**EXTRAIT CITÉ**
+++

En fait, il y a eu un glissement. Comme l’indique Claire Fontaine : « Black Bloc signifie bloc noir, mais aussitôt écrits ou prononcés, ces deux mots montrent qu’on peut en faire ce que bon nous semble. Sans doute parce qu’il s’agit d’une traduction de l’allemand. » Comme si la traduction n’était pas passée. C’est que le monde a changé. Des tactiques, des éléments défensifs ont été hérités (la couleur noir, la solidarité, la composition en groupes affinitaires) mais les Black Blocs se sont transformés. Ce qui est devenu essentiel ne l’était pas alors : la lutte contre le dispositif de catégorisation et de classement incessants des individus qui maintiennent l’ordre social. Derrière le visage masqué se cache le désir de tout citoyen de ne plus être contrôlé.

+++

[Extraits de jeux de données annotés par boîtes]
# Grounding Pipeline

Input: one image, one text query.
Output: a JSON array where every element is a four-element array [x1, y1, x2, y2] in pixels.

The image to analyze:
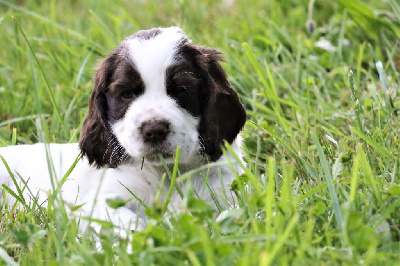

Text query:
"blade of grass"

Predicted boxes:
[[350, 127, 396, 160], [163, 146, 181, 213], [311, 133, 343, 233], [14, 18, 68, 136]]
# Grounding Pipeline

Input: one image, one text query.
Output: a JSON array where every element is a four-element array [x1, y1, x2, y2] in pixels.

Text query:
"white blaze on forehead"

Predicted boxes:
[[127, 27, 185, 92]]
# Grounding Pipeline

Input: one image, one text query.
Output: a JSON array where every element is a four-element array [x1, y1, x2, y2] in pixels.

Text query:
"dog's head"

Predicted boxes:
[[79, 27, 246, 167]]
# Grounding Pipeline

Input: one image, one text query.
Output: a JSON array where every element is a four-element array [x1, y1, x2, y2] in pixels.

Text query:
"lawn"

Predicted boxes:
[[0, 0, 400, 265]]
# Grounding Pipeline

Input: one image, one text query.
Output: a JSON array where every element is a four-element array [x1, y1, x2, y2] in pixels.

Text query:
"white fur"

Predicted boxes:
[[0, 28, 241, 243]]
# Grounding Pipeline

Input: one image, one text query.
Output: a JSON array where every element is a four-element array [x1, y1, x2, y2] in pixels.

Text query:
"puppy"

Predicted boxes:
[[0, 27, 246, 237]]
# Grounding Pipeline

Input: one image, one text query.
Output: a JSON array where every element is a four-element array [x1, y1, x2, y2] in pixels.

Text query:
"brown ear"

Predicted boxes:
[[79, 50, 125, 168], [199, 47, 246, 161]]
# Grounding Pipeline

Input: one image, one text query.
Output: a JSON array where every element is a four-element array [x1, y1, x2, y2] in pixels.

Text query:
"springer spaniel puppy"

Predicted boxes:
[[0, 27, 246, 236]]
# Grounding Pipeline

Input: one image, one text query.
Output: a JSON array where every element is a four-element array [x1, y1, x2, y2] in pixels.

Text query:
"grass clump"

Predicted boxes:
[[0, 0, 400, 265]]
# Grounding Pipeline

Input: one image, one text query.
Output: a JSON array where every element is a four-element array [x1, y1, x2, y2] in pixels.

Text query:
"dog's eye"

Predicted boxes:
[[121, 90, 135, 99]]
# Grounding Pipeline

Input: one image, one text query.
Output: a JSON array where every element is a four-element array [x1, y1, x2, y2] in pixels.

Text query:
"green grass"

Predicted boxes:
[[0, 0, 400, 265]]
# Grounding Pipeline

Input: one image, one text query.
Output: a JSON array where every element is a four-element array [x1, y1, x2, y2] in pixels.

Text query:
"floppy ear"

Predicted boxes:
[[199, 47, 246, 161], [79, 50, 125, 168]]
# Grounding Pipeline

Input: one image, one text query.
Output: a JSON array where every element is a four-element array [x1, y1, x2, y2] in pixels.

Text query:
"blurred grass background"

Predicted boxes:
[[0, 0, 400, 265]]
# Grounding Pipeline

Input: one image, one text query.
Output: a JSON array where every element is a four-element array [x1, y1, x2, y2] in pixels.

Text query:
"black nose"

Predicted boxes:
[[141, 121, 169, 143]]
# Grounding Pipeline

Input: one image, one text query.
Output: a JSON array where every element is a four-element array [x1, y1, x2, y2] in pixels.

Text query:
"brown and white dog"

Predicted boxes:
[[0, 27, 246, 236]]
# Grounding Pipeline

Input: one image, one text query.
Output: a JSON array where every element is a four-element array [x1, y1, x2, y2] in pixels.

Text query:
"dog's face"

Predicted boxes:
[[80, 27, 246, 167]]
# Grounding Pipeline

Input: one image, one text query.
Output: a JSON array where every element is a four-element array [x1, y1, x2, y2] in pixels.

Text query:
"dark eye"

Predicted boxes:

+++

**DÉFIS**
**1.** Pourriez-vous recopier mot pour mot tout ce qui va, dans l'extrait sur les Black Blocs, de « En fait, il » jusqu'à « plus être contrôlé. » ?
**2.** Les affirmations suivantes concordent-elles avec l'extrait sur les Black Blocs ? Répondez par oui ou par non et citez les mots exacts qui tranchent : (a) la solidarité compte parmi les éléments hérités ; (b) les Black Blocs sont restés les mêmes ; (c) l'expression « Black Bloc » viendrait d'une traduction de l'anglais.

**LES RÉPONSES**
**1.**
En fait, il y a eu un glissement. Comme l’indique Claire Fontaine : « Black Bloc signifie bloc noir, mais aussitôt écrits ou prononcés, ces deux mots montrent qu’on peut en faire ce que bon nous semble. Sans doute parce qu’il s’agit d’une traduction de l’allemand. » Comme si la traduction n’était pas passée. C’est que le monde a changé. Des tactiques, des éléments défensifs ont été hérités (la couleur noir, la solidarité, la composition en groupes affinitaires) mais les Black Blocs se sont transformés. Ce qui est devenu essentiel ne l’était pas alors : la lutte contre le dispositif de catégorisation et de classement incessants des individus qui maintiennent l’ordre social. Derrière le visage masqué se cache le désir de tout citoyen de ne plus être contrôlé.

**2.**
(a) Oui : « Des tactiques, des éléments défensifs ont été hérités (la couleur noir, la solidarité, la composition en groupes affinitaires) ».
(b) Non : « mais les Black Blocs se sont transformés ».
(c) Non : « Sans doute parce qu’il s’agit d’une traduction de l’allemand. »